Task description – Reproduce every line of the items below, requests included, with 3 added to each coordinate in the answers. Leave the pictures out.

Input data –
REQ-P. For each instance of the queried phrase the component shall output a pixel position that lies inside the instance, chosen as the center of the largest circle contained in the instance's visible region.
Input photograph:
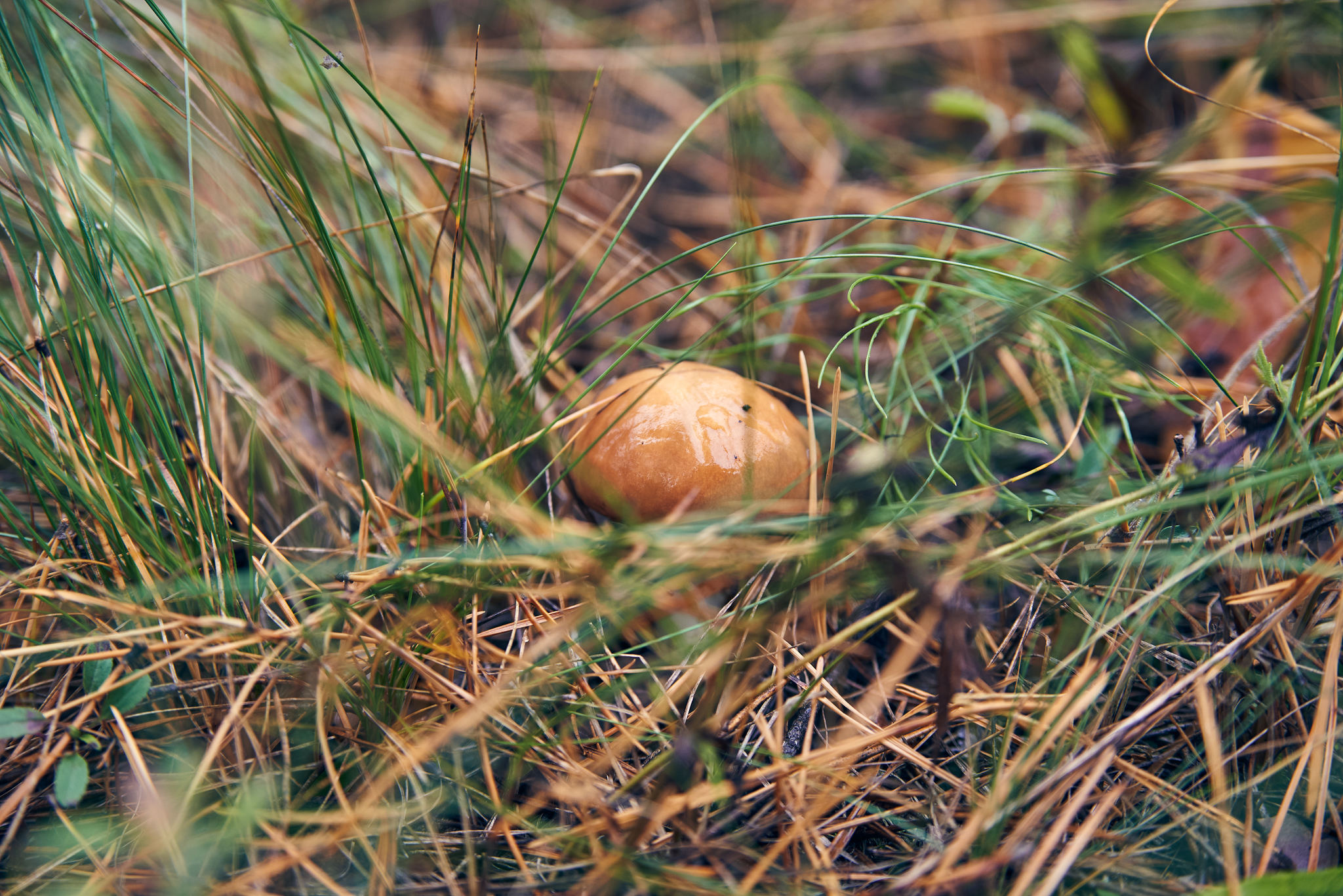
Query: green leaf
(71, 779)
(94, 673)
(1266, 370)
(16, 722)
(129, 695)
(1319, 883)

Full answer –
REQ-P. For each instance of the queried phrase the component shall output a pixel position that lies inside the instance, chosen as the center of the largest circle contained in the instance's visible region.
Input photograph:
Query: green leaf
(74, 782)
(97, 676)
(1269, 373)
(19, 725)
(132, 698)
(1322, 886)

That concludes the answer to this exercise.